Application Method: Rolling basis through online interest form; grants awarded upon board approval following rigorous vetting process

Priority Areas

  • Unrestricted and flexible funding to maximize nonprofit impact
  • Organizations led by people of color (explicitly prioritizing Black, Latinx, AAPI, and Indigenous-led organizations historically underinvested in by philanthropy)
  • Organizations with proven track records and data systems to collect, analyze, and utilize performance metrics
  • Organizations serving Bay Area counties: Alameda, Contra Costa, Marin, San Francisco, San Mateo, Santa Clara
  • Both well-established and early-stage organizations (minimum: completed pilot program)
  • Policy and systems change efforts alongside direct service delivery

What They Don't Fund

  • Organizations outside the six-county Bay Area focus
  • Programs without completed pilot versions
  • Organizations unable to demonstrate metrics and data collection capabilities
  • Programs outside the four impact areas (Housing, Early Childhood, Education, Employment)

Governance and Leadership

Current Leadership:

  • Sam Cobbs, CEO (since January 2020): Brings over 25 years of nonprofit experience focused on fighting poverty and serving vulnerable populations. Cobbs has stated, "Our goal is to make a measurable difference—to use our experience to work with intention and urgency to defeat poverty," and "The systems that are perpetuating poverty are not broken, they were built this way. On purpose."
  • Daniel Lurie, Board Chair and Founder: Founded Tipping Point in 2005, stepped down as CEO in 2020. Lurie explained his founding vision: "I saw a need in the Bay Area for an organization to get people engaged and involved in giving back. Tipping Point Community was built to fill that need." He chose the name because "I liked Malcolm Gladwell's notion that a few passionate people with a good idea can spark change, big change."
  • Brandi Hudson, Leadership Council Chair

Board Composition: Board of Directors includes local philanthropists such as former San Francisco 49ers player Ronnie Lott and Katherine August deWilde. The Board covers all fundraising and operational costs, ensuring every dollar donated supports poverty-fighting solutions in the Bay Area.

Key Leadership Philosophy: CEO Sam Cobbs emphasizes accountability and systemic change: "We can no longer point our finger at broken, blameless systems. The system is made up of people, including each of us, who make decisions every day." Under his leadership, Tipping Point has been "deliberate in our funding, support, and measurement. Our work is purposeful."

§ **What you will do**:
Reproduce the part of the Tipping Point funding profile starting with "Priority Areas" and going on through "in by philanthropy)". The lines that come next are separate material, unrelated to the Tipping Point funding profile.

§ **Record list**:
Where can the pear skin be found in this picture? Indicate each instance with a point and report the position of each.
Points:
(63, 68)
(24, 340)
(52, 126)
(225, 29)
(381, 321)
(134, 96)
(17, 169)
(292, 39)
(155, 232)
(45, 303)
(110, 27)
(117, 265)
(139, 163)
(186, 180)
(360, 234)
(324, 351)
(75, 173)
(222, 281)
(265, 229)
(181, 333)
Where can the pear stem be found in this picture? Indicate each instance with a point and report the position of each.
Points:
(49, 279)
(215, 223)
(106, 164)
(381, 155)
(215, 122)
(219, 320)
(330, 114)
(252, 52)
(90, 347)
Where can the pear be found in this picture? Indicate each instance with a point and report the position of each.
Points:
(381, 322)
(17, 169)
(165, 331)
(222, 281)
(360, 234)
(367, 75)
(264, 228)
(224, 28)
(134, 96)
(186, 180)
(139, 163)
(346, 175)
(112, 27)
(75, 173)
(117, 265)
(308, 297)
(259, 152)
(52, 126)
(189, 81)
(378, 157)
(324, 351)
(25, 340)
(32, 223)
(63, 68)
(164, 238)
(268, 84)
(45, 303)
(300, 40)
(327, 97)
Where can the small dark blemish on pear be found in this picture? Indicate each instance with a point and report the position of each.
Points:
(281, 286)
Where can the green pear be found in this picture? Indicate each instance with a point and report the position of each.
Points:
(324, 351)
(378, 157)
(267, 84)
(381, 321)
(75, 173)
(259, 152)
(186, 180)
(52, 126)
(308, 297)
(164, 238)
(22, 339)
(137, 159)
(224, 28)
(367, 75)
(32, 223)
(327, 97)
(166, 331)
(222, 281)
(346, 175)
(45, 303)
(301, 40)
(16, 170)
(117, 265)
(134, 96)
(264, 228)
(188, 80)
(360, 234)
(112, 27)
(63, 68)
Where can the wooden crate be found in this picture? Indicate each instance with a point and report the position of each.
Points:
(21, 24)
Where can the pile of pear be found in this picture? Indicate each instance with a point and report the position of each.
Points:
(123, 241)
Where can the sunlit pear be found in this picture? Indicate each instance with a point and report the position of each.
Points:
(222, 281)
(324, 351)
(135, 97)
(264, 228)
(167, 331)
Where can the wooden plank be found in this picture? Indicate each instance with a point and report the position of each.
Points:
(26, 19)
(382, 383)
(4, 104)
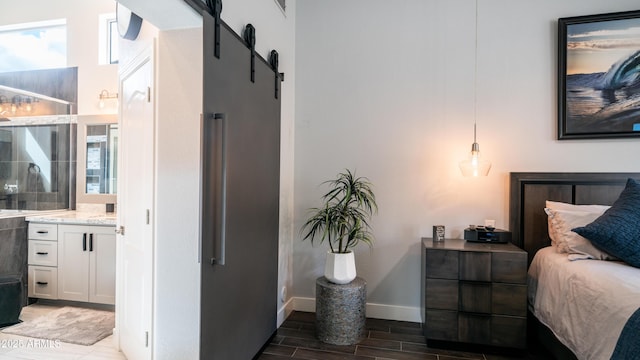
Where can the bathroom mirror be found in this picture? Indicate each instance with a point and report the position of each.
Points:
(96, 180)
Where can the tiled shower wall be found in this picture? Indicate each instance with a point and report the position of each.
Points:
(37, 166)
(13, 250)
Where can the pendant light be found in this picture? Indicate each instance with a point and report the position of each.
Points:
(474, 165)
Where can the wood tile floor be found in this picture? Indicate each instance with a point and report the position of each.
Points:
(385, 339)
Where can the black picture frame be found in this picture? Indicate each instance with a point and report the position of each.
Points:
(599, 76)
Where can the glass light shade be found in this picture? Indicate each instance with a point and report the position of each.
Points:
(474, 165)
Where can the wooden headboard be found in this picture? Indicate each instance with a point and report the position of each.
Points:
(529, 191)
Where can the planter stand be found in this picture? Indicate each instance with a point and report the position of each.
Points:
(340, 311)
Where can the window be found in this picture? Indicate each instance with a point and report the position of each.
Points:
(108, 41)
(282, 4)
(29, 46)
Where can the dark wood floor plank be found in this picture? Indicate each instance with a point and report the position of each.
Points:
(396, 336)
(385, 339)
(393, 354)
(273, 357)
(280, 350)
(382, 344)
(310, 354)
(318, 345)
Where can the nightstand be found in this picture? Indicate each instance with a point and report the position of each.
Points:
(475, 293)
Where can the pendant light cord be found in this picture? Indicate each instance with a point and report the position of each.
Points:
(475, 79)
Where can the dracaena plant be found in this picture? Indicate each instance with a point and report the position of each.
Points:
(343, 219)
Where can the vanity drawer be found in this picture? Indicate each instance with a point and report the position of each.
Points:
(38, 231)
(43, 282)
(43, 253)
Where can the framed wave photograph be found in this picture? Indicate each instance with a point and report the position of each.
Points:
(599, 76)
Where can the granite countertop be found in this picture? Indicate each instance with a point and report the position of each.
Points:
(75, 217)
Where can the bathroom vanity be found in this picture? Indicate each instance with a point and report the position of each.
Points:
(72, 256)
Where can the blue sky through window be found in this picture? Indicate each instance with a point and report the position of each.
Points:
(33, 46)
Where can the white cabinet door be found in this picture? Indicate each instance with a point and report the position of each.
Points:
(43, 282)
(102, 265)
(73, 262)
(87, 263)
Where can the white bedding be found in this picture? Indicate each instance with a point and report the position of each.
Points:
(586, 303)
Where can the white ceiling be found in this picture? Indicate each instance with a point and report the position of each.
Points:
(165, 14)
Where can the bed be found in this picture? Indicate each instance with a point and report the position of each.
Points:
(582, 308)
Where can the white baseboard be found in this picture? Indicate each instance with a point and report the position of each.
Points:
(377, 311)
(284, 311)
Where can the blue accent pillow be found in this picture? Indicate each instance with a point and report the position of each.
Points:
(617, 231)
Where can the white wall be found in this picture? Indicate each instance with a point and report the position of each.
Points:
(82, 43)
(179, 91)
(177, 271)
(386, 88)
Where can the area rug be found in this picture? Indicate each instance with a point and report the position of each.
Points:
(68, 324)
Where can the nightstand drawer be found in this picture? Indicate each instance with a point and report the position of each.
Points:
(442, 294)
(509, 299)
(474, 328)
(509, 268)
(475, 297)
(43, 282)
(44, 253)
(475, 266)
(441, 325)
(509, 331)
(442, 264)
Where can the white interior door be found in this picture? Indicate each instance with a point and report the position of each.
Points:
(135, 202)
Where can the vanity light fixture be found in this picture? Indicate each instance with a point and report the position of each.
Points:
(104, 94)
(28, 107)
(3, 100)
(15, 102)
(474, 165)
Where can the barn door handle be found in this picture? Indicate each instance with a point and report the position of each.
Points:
(218, 257)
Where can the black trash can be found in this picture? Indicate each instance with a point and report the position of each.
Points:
(10, 299)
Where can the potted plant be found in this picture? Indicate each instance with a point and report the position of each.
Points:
(343, 221)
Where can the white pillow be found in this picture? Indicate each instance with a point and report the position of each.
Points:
(568, 241)
(556, 205)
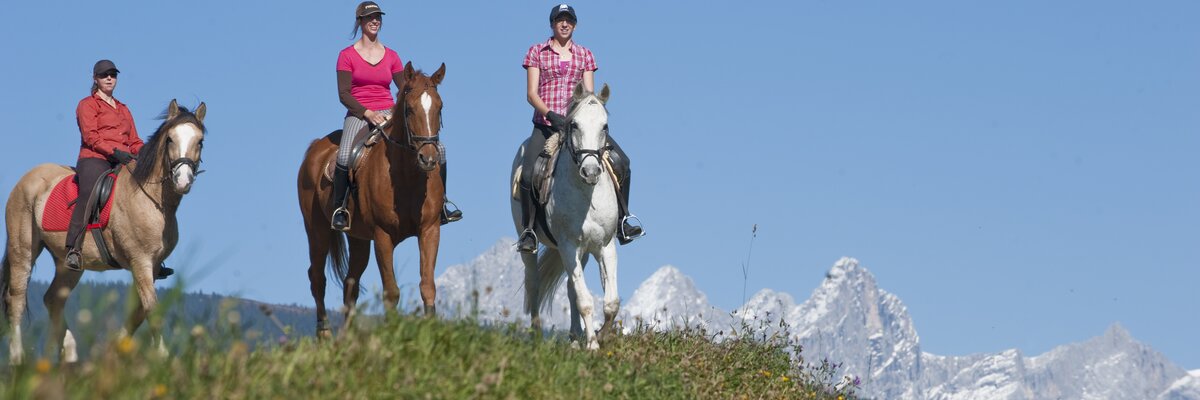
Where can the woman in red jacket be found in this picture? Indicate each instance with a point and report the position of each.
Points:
(107, 138)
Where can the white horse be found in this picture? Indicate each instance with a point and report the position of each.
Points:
(581, 218)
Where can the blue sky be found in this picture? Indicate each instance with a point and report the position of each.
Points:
(1021, 173)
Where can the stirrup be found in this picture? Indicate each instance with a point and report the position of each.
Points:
(77, 266)
(343, 212)
(528, 232)
(624, 237)
(449, 215)
(163, 272)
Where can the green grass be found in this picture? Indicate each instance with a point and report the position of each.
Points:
(408, 357)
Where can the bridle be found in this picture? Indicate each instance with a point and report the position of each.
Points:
(580, 155)
(412, 142)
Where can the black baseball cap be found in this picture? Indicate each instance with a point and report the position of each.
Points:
(103, 66)
(366, 9)
(563, 9)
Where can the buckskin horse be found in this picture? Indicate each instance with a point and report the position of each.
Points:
(399, 195)
(142, 230)
(580, 219)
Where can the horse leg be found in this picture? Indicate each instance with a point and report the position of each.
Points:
(533, 293)
(18, 264)
(427, 240)
(143, 282)
(360, 252)
(573, 299)
(607, 260)
(58, 342)
(574, 260)
(318, 249)
(384, 250)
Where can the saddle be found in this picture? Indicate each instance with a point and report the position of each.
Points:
(65, 197)
(359, 150)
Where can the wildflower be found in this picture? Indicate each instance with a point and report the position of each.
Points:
(43, 365)
(125, 345)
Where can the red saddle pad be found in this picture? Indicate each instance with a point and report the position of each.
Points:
(57, 215)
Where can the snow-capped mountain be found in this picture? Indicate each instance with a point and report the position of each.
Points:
(850, 320)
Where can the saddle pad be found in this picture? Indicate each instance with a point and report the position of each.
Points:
(57, 215)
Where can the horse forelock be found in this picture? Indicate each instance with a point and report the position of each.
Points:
(154, 149)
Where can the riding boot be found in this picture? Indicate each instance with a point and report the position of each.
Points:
(528, 240)
(341, 218)
(629, 232)
(448, 215)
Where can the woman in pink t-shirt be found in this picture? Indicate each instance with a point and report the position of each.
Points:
(365, 72)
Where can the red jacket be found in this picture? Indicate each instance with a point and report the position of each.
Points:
(105, 129)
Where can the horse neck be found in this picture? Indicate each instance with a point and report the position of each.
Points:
(154, 189)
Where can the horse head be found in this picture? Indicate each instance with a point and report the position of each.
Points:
(587, 137)
(174, 149)
(419, 107)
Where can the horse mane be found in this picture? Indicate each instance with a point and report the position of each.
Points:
(148, 157)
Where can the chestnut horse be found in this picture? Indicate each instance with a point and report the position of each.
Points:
(141, 233)
(399, 195)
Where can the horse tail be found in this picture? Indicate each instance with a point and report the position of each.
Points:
(5, 269)
(339, 258)
(550, 274)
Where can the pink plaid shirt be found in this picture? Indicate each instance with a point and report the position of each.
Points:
(555, 83)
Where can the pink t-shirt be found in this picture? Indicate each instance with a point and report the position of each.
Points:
(371, 84)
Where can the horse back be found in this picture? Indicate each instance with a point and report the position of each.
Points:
(29, 196)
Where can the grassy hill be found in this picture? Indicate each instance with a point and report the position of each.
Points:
(226, 348)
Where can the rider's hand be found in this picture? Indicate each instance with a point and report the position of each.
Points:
(557, 121)
(123, 156)
(375, 118)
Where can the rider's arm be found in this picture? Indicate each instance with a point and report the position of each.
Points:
(88, 118)
(532, 75)
(589, 81)
(135, 139)
(343, 94)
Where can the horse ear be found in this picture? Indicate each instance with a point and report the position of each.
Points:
(579, 91)
(201, 109)
(408, 71)
(604, 94)
(441, 73)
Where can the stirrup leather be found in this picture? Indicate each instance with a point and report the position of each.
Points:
(531, 233)
(447, 212)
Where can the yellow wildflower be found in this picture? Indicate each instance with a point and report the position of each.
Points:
(125, 345)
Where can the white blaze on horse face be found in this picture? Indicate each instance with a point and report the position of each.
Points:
(186, 137)
(427, 103)
(589, 133)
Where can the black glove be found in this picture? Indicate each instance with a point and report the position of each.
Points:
(557, 121)
(123, 156)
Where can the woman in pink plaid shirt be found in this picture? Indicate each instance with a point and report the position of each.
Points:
(552, 69)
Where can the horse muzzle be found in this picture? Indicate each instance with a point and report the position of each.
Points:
(589, 172)
(183, 174)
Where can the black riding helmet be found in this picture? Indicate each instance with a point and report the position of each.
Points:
(561, 10)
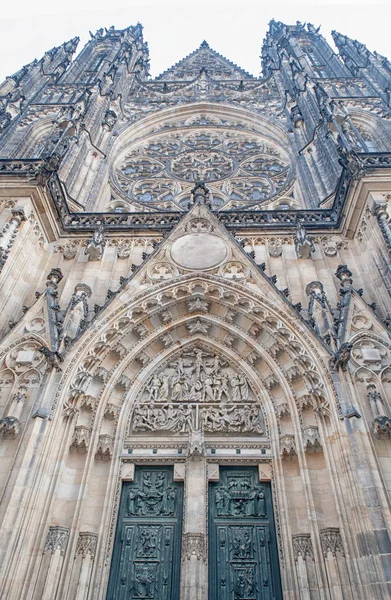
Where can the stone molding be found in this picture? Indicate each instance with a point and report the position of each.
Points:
(86, 544)
(302, 546)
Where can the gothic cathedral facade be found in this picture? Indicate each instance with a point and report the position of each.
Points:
(195, 323)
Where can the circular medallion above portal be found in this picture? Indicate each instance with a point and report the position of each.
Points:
(199, 251)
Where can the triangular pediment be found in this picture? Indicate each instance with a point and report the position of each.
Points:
(362, 319)
(198, 248)
(204, 59)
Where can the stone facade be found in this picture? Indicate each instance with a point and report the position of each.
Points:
(195, 274)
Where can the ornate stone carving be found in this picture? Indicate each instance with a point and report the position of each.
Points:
(341, 357)
(69, 249)
(196, 444)
(197, 305)
(283, 410)
(196, 391)
(382, 426)
(198, 225)
(166, 418)
(152, 497)
(104, 450)
(242, 169)
(86, 544)
(244, 420)
(270, 381)
(81, 438)
(57, 539)
(240, 498)
(275, 247)
(287, 445)
(302, 546)
(194, 544)
(311, 439)
(111, 411)
(96, 244)
(303, 243)
(371, 354)
(234, 270)
(331, 541)
(162, 270)
(10, 427)
(198, 326)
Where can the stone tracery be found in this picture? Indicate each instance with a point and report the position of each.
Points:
(241, 169)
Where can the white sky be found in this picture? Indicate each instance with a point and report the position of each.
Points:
(30, 27)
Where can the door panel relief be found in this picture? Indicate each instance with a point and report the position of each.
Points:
(146, 555)
(243, 561)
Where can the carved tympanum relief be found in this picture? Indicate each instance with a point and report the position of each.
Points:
(198, 390)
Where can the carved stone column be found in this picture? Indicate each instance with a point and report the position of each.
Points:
(84, 560)
(334, 558)
(56, 544)
(383, 220)
(305, 568)
(8, 234)
(194, 572)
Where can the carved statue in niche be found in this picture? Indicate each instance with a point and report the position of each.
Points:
(198, 391)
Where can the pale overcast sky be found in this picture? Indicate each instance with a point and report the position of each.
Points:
(30, 27)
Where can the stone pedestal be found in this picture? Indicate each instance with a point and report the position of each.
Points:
(194, 572)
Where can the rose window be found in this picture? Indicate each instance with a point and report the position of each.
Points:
(241, 170)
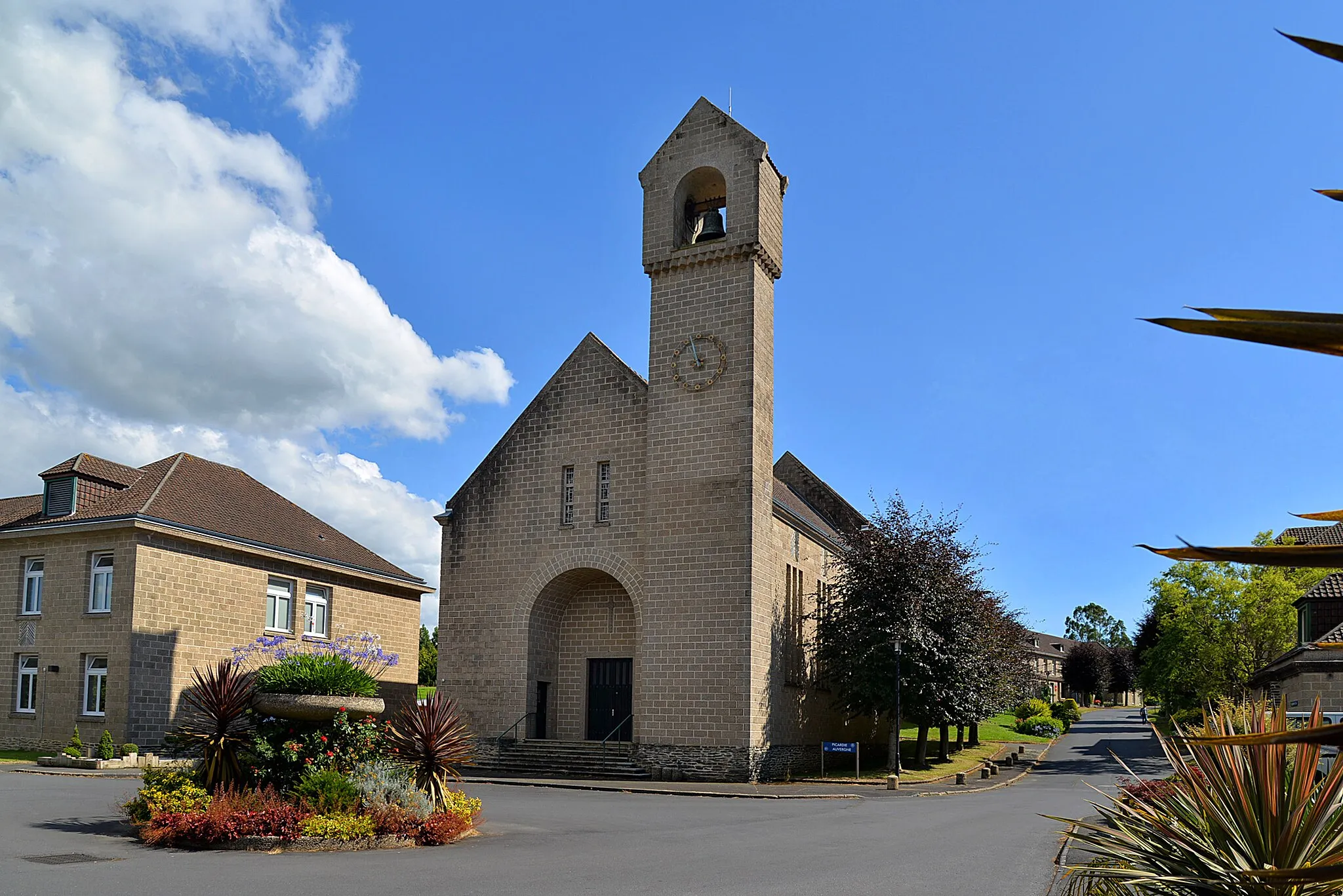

§ **Problem solution**:
Priority Areas

  • Unrestricted and flexible funding to maximize nonprofit impact
  • Organizations led by people of color (explicitly prioritizing Black, Latinx, AAPI, and Indigenous-led organizations historically underinvested in by philanthropy)